# Task
Write the entries out in full, matching them exactly.

# Dataset records
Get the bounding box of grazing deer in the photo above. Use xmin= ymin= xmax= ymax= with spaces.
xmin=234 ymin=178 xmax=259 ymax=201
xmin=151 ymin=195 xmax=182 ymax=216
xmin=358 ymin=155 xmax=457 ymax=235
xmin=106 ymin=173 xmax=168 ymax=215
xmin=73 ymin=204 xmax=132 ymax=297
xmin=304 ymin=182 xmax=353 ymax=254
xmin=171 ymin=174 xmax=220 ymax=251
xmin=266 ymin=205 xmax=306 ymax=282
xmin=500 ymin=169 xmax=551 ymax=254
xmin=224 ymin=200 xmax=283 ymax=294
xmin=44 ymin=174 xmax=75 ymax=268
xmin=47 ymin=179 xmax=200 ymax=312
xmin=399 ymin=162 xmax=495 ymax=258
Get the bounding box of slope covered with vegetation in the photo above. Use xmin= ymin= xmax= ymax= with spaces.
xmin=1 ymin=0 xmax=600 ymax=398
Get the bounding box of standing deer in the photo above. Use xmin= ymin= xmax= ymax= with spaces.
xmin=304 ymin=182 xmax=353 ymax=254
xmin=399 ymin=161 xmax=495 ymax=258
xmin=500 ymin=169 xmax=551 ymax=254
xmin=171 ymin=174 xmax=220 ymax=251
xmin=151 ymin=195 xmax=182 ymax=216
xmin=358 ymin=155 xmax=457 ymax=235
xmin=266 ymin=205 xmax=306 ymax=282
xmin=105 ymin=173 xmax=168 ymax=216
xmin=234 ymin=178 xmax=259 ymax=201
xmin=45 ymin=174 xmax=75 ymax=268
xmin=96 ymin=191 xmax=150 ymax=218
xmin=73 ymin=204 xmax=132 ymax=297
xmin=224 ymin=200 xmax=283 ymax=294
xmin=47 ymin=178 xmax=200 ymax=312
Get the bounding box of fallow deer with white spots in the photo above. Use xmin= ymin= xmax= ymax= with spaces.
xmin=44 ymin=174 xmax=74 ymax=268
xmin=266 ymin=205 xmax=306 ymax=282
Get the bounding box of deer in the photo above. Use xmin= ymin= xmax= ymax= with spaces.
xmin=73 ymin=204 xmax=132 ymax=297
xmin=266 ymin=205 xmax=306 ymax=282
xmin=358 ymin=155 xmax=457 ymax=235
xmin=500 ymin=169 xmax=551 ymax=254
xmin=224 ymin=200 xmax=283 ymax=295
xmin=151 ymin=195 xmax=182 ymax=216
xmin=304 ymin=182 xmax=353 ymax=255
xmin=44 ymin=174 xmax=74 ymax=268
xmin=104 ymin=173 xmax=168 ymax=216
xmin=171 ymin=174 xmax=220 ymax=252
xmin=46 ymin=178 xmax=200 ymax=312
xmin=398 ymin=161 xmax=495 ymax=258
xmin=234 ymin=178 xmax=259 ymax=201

# Response to the exercise
Get the bounding box of grazing deer in the photo above. Use xmin= ymin= xmax= ymax= with spaces.
xmin=234 ymin=178 xmax=259 ymax=201
xmin=151 ymin=195 xmax=182 ymax=216
xmin=358 ymin=155 xmax=457 ymax=235
xmin=106 ymin=173 xmax=168 ymax=215
xmin=73 ymin=204 xmax=132 ymax=297
xmin=304 ymin=182 xmax=353 ymax=254
xmin=171 ymin=174 xmax=220 ymax=251
xmin=266 ymin=205 xmax=306 ymax=282
xmin=500 ymin=169 xmax=551 ymax=254
xmin=224 ymin=200 xmax=283 ymax=294
xmin=44 ymin=174 xmax=75 ymax=268
xmin=47 ymin=179 xmax=200 ymax=312
xmin=399 ymin=162 xmax=495 ymax=258
Get the bounding box of slope covered with vegetation in the photo above. Use xmin= ymin= xmax= ymax= with spaces.
xmin=1 ymin=0 xmax=600 ymax=398
Get the bounding box of standing deer in the photo above. Use xmin= ymin= xmax= ymax= with spaces.
xmin=304 ymin=182 xmax=353 ymax=254
xmin=399 ymin=161 xmax=495 ymax=258
xmin=500 ymin=169 xmax=551 ymax=254
xmin=171 ymin=174 xmax=220 ymax=251
xmin=151 ymin=195 xmax=182 ymax=216
xmin=358 ymin=155 xmax=457 ymax=235
xmin=266 ymin=205 xmax=306 ymax=282
xmin=105 ymin=173 xmax=168 ymax=216
xmin=234 ymin=178 xmax=259 ymax=201
xmin=45 ymin=174 xmax=75 ymax=268
xmin=96 ymin=191 xmax=150 ymax=218
xmin=73 ymin=204 xmax=132 ymax=297
xmin=224 ymin=200 xmax=283 ymax=294
xmin=47 ymin=178 xmax=200 ymax=312
Get the bounding box of fallow deer with white spots in the photo above. Use xmin= ymin= xmax= ymax= with spaces.
xmin=44 ymin=174 xmax=74 ymax=268
xmin=266 ymin=205 xmax=306 ymax=282
Get the bounding box of deer in the photo above. Use xmin= ymin= xmax= ymax= with spaces.
xmin=73 ymin=204 xmax=132 ymax=297
xmin=266 ymin=205 xmax=306 ymax=282
xmin=358 ymin=155 xmax=457 ymax=235
xmin=500 ymin=169 xmax=551 ymax=254
xmin=224 ymin=200 xmax=283 ymax=295
xmin=151 ymin=195 xmax=182 ymax=216
xmin=304 ymin=182 xmax=353 ymax=255
xmin=44 ymin=174 xmax=74 ymax=268
xmin=104 ymin=173 xmax=168 ymax=216
xmin=171 ymin=174 xmax=220 ymax=252
xmin=46 ymin=178 xmax=200 ymax=312
xmin=398 ymin=161 xmax=495 ymax=258
xmin=234 ymin=178 xmax=259 ymax=201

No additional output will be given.